**Extrait à lire:**
□ □ □ □ □ □ □
Transcription

Mirabeau, Victor de Riqueti, marquis de, Lettre à Frédéric de Sacconay, Le Bignon, 28 août 1747

du buignon ce 28e aoust 1747

je vous remercie comme je dois mon cher amy et du dètail exact que
vous me faites et du sentiment qui vous a inspirè tant de vivacité
et d'exactitude a cet ègard. cet article de ma lettre n'etoit purement
qu'une question, mais les explications que vous m'avès donnèes sont
si fort de mon gout quelle pourroit tirer plus a consèquence que je
ne pensois dabord; mon gout pour votre nation la connoissance
de mon improprièté pour les cours &c, m'avoient dèja beaucoup
fait pancher de ce coté la, mais plus que tout le plaisir de pou=
voir vivre a portèe de mon premier amy, m'en faisoit regarder
l'idèe comme un chateau en espagne agrèable, auquel j'ajoutois
celle de pouvoir peutètre luy ètre utile. mais cette la certitude de cela
me le feroit desirer trop, et comme dans les cours desirer et obtenir
sont deux, pour un homme ignorant des mauvais moyens et qui
veut l'ètre; il ne faut pas que je my attache trop dans l'incertitude
ou je suis encore de la reussite; je puis vous dire cepandant mon
cher amy que desormais me voila pour cette partie fixé a cet objet
et que je l'auray toujours exactement en vue, ce qui est un grand
point car le changement d'objets est presque toujours ce qui nous
empèche de les atteindre. quand a mes moyens et dètails en ce genre
vous jugés bien mon cher amy que je vous dirois plus de choses si mes
lettres ne passoient en paÿs ètranger, mais si par hazard le temps
venoit vous en seriès tost averty par mes lettres et questions. mettès
vous seulement dans la tète que je ne vous y ferois pas de honte,
les moeurs rèpublicaines sont celles que je chèris par préfèrence, la
<1v> simplicité est mon élèment, quand aux correspondances et soins a
cet ègard, la grande habitude de cela lors mème que rien ne my
poussoit, ma rendu la plume très familière, et dune exactitude
semblable a celle d'un banquier, vous me connoissès dailleurs, peu
de talents, mais tant de gout pour ce qui est honnète que je ne
luy préfère rien que ce qui est plus honnète encore; laissons cela
vous serès instruit a mesure dèsqu'il y aura quelque chose qui puisse
ètre mandé, et si je reussissois je fonderois touts mes succès sur votre
prudence, amitié, et probité.
□ □ □ □ □ □ □
**Consigne:** Indiquez si chacune des affirmations suivantes est conforme à la lettre : (a) le scripteur précise que l'article de sa lettre n'était qu'une question ; (b) le scripteur se dit doté de beaucoup de talents ; (c) le scripteur chérit de préférence les mœurs républicaines. Répondez par oui ou par non, en citant textuellement les mots décisifs de la lettre. Ces items proviennent d'une autre source que la lettre.

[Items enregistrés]
□ □ □ □ □ □ □
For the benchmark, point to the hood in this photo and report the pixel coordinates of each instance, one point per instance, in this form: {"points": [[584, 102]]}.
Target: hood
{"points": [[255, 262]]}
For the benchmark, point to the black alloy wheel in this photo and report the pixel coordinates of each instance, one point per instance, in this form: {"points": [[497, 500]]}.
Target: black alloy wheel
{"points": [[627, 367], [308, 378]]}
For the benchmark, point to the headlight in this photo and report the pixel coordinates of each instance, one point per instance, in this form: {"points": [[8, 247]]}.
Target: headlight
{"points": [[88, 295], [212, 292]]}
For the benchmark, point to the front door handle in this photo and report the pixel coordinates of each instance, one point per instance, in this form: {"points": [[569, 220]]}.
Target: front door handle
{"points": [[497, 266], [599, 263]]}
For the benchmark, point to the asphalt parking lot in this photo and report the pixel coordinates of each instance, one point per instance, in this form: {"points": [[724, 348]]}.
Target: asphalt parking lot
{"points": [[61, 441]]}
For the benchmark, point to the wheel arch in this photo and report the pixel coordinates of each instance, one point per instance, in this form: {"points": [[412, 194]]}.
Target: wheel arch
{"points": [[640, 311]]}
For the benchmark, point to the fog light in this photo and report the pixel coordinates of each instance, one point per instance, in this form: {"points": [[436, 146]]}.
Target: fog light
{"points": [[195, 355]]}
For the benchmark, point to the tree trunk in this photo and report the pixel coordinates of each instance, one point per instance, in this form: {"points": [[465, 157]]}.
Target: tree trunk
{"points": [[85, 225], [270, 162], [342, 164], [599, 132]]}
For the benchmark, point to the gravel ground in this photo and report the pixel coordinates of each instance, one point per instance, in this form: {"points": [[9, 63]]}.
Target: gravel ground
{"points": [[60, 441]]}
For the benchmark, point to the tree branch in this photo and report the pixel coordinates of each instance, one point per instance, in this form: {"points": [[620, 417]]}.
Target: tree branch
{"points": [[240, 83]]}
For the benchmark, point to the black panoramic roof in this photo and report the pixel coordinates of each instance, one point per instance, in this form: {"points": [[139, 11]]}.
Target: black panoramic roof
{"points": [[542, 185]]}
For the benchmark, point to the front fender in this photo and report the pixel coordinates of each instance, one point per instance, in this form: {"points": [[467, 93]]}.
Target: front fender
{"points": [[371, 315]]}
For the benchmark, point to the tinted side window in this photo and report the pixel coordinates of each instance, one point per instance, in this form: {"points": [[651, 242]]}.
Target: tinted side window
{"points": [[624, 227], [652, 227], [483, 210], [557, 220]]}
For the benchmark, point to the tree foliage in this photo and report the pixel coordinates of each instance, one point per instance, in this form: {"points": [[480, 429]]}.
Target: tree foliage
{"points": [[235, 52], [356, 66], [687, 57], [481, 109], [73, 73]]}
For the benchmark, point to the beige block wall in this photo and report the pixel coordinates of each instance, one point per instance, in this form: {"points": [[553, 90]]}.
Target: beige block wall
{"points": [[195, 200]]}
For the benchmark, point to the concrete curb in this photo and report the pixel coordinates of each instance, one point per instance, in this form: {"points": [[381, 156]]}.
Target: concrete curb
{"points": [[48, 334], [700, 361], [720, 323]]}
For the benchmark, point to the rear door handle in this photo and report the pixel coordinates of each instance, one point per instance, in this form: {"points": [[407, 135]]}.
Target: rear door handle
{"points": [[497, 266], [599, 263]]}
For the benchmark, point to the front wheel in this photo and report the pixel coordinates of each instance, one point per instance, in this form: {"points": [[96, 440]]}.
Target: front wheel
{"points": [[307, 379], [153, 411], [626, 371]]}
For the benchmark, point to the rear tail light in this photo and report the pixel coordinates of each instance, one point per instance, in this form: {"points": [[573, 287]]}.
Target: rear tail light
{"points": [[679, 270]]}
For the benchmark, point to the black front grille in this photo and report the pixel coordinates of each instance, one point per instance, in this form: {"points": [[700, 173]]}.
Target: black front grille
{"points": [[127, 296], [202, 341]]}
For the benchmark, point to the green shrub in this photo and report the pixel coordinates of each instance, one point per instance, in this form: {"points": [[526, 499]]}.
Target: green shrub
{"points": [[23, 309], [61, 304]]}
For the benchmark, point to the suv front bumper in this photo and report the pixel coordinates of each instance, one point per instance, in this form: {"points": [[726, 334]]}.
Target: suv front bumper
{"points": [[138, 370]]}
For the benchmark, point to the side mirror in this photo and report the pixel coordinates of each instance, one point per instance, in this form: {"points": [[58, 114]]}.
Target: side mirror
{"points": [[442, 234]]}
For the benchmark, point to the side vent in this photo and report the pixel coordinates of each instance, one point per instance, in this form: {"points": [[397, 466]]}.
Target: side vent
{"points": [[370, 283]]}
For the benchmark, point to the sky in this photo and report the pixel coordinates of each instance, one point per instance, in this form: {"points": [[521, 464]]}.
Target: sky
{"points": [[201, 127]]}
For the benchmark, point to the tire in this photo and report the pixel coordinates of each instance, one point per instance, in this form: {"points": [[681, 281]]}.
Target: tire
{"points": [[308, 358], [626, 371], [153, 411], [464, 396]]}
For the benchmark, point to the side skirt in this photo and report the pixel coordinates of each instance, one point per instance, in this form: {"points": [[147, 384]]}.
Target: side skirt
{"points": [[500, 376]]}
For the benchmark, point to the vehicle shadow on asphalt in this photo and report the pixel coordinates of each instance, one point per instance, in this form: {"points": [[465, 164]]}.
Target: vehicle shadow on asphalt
□ □ □ □ □ □ □
**Réponse:**
(a) Oui : « cet article de ma lettre n'etoit purement qu'une question ».
(b) Non : « peu de talents ».
(c) Oui : « les moeurs rèpublicaines sont celles que je chèris par préfèrence ».